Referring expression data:

_ _ _ _ _

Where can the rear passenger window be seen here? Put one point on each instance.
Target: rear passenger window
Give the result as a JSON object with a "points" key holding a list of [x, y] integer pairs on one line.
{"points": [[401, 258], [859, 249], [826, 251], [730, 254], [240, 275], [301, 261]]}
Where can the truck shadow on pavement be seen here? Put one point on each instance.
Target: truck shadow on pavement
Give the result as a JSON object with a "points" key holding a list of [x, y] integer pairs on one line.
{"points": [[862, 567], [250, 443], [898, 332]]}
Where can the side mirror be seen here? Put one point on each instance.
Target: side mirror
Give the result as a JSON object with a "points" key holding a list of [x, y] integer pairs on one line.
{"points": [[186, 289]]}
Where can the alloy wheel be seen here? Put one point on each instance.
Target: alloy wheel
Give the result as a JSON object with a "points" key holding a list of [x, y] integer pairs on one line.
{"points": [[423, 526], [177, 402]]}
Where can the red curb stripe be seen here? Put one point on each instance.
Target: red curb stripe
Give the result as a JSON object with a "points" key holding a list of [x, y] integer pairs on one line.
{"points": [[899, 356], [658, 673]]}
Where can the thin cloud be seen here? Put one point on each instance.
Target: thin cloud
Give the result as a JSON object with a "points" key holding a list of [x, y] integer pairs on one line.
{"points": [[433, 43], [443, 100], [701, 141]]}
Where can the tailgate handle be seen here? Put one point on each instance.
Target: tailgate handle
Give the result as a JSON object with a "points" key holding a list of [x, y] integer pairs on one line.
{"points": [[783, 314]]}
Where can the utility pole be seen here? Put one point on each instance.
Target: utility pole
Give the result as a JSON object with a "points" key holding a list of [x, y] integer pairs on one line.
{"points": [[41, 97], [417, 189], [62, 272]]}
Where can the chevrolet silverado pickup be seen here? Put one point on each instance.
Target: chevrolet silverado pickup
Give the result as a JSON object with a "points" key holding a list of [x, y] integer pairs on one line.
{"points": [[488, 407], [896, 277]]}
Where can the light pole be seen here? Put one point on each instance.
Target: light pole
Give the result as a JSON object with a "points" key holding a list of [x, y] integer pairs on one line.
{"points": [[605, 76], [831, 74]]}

_ _ _ _ _

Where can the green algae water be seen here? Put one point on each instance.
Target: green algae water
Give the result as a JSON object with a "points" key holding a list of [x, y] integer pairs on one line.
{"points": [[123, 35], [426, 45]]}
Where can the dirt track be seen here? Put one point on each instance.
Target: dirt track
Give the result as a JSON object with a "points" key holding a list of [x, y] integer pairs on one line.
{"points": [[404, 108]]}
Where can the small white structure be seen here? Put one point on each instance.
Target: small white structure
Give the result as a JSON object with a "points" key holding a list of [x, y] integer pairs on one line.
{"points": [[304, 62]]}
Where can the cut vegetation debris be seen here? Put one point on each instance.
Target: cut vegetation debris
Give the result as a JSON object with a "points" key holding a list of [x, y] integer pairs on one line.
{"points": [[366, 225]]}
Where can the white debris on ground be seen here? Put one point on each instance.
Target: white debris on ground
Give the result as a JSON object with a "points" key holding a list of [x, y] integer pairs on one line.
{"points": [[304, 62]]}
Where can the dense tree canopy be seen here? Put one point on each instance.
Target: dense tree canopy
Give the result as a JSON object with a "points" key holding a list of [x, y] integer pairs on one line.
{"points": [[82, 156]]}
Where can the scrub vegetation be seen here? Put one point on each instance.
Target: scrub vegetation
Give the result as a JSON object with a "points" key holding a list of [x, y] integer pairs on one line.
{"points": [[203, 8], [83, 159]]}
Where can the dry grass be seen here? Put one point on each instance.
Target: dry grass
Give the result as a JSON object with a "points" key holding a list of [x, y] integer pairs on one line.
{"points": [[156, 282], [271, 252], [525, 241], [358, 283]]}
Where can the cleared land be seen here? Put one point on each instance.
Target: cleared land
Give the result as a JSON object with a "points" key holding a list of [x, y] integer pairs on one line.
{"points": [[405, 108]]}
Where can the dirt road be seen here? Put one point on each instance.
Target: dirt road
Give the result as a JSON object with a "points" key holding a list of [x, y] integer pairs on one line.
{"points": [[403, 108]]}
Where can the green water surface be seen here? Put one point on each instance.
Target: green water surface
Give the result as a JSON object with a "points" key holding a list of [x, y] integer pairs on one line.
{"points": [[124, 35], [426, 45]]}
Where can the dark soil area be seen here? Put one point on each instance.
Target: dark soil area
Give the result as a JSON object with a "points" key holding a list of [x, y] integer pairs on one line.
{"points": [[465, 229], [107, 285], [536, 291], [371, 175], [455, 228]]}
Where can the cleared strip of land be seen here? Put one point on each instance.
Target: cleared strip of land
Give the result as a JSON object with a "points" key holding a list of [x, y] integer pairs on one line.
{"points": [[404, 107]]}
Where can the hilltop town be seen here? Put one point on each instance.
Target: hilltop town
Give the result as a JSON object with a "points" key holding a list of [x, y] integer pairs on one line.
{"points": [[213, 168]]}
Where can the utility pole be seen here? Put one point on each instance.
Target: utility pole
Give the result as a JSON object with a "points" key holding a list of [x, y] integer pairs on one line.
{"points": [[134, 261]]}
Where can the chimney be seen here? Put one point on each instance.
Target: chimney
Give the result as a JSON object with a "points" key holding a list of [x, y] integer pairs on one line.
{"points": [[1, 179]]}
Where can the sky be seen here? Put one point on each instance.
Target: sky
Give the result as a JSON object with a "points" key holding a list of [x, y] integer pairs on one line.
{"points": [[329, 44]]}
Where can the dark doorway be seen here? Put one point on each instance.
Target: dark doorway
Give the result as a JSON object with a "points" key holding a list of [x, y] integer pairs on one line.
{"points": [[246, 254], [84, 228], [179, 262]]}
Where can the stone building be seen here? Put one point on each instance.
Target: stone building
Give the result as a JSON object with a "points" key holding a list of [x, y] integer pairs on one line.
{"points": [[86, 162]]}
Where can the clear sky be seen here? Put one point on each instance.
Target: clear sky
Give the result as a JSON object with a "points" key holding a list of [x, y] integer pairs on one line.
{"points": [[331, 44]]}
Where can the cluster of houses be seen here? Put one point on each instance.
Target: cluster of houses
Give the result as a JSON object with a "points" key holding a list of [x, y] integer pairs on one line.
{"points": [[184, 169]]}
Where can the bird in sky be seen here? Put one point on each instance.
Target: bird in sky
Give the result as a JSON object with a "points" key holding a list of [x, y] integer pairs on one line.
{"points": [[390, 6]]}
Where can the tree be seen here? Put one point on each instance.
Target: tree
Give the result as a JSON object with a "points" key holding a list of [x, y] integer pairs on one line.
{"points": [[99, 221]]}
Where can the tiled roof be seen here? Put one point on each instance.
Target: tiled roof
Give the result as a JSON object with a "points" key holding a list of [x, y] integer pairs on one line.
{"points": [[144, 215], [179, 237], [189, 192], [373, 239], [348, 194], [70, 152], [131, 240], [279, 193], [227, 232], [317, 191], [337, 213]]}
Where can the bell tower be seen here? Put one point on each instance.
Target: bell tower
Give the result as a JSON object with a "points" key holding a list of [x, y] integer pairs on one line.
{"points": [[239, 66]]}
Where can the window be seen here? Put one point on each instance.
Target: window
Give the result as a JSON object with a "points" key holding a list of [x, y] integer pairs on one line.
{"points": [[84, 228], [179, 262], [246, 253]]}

_ _ _ _ _

> **Your goal**: Search the entries above for the word "passenger", and copy every line where it occurs.

> **Answer below**:
Where can the rear passenger window be seen here? Put one point on each instance.
Target: rear passenger window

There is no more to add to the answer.